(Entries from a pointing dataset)
## BEGIN

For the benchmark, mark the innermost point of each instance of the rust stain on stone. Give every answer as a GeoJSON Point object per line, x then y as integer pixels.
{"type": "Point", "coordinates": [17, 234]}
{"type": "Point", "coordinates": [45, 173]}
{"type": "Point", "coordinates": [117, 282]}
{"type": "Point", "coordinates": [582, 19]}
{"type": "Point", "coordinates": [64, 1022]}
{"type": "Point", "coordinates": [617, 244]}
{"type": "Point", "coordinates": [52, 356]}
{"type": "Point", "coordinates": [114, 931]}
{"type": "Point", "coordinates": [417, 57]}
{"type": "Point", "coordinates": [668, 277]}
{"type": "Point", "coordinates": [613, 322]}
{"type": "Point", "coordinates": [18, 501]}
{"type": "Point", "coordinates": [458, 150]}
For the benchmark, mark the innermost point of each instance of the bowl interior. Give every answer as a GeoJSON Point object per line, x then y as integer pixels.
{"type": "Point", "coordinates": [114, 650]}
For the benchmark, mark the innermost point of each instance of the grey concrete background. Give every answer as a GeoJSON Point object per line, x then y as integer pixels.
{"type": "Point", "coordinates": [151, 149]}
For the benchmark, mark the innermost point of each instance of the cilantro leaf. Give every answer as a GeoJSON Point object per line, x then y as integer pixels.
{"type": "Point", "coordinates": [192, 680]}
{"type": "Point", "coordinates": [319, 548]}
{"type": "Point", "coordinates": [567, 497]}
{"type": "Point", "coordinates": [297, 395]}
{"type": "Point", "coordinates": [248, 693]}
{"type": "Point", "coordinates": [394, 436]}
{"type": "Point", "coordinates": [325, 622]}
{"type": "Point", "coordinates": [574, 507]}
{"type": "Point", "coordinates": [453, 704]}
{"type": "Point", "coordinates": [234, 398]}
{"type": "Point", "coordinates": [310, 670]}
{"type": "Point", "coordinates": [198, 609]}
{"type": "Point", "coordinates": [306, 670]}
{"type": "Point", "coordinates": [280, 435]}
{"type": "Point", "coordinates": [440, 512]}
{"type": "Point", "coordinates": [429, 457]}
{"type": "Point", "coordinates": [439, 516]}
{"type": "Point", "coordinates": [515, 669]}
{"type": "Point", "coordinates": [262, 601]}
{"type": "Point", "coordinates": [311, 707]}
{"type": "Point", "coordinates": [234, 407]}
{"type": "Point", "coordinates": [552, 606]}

## END

* What you should do: Output the listing above exactly as it appears.

* Problem solution:
For the benchmark, mark the innermost point of each instance of the rust stain on stone. Give every answer as a GeoJSON Point object per line, x then y as integer pixels.
{"type": "Point", "coordinates": [17, 234]}
{"type": "Point", "coordinates": [45, 173]}
{"type": "Point", "coordinates": [117, 282]}
{"type": "Point", "coordinates": [582, 19]}
{"type": "Point", "coordinates": [64, 1022]}
{"type": "Point", "coordinates": [617, 244]}
{"type": "Point", "coordinates": [52, 356]}
{"type": "Point", "coordinates": [114, 931]}
{"type": "Point", "coordinates": [417, 57]}
{"type": "Point", "coordinates": [668, 277]}
{"type": "Point", "coordinates": [613, 322]}
{"type": "Point", "coordinates": [18, 501]}
{"type": "Point", "coordinates": [458, 150]}
For the benchmark, mark the innermost point of each instance of the bowl interior. Give every answer as a GeoJSON Point object per line, x then y as integer pixels.
{"type": "Point", "coordinates": [114, 650]}
For the benchmark, mark the innermost point of each instance of the grey concrete background. Give every answer as a GeoJSON Point object per line, x then y as integer pixels.
{"type": "Point", "coordinates": [151, 149]}
For the benchmark, mark the innermost point of each instance of the cilantro leaf. Give every answer as a GeoJSON Point object per line, x then y as integer pixels.
{"type": "Point", "coordinates": [192, 680]}
{"type": "Point", "coordinates": [319, 548]}
{"type": "Point", "coordinates": [567, 497]}
{"type": "Point", "coordinates": [297, 395]}
{"type": "Point", "coordinates": [248, 693]}
{"type": "Point", "coordinates": [394, 436]}
{"type": "Point", "coordinates": [325, 622]}
{"type": "Point", "coordinates": [574, 507]}
{"type": "Point", "coordinates": [453, 704]}
{"type": "Point", "coordinates": [234, 398]}
{"type": "Point", "coordinates": [310, 670]}
{"type": "Point", "coordinates": [198, 609]}
{"type": "Point", "coordinates": [306, 670]}
{"type": "Point", "coordinates": [280, 435]}
{"type": "Point", "coordinates": [440, 512]}
{"type": "Point", "coordinates": [429, 457]}
{"type": "Point", "coordinates": [439, 516]}
{"type": "Point", "coordinates": [515, 669]}
{"type": "Point", "coordinates": [262, 601]}
{"type": "Point", "coordinates": [311, 707]}
{"type": "Point", "coordinates": [234, 407]}
{"type": "Point", "coordinates": [552, 606]}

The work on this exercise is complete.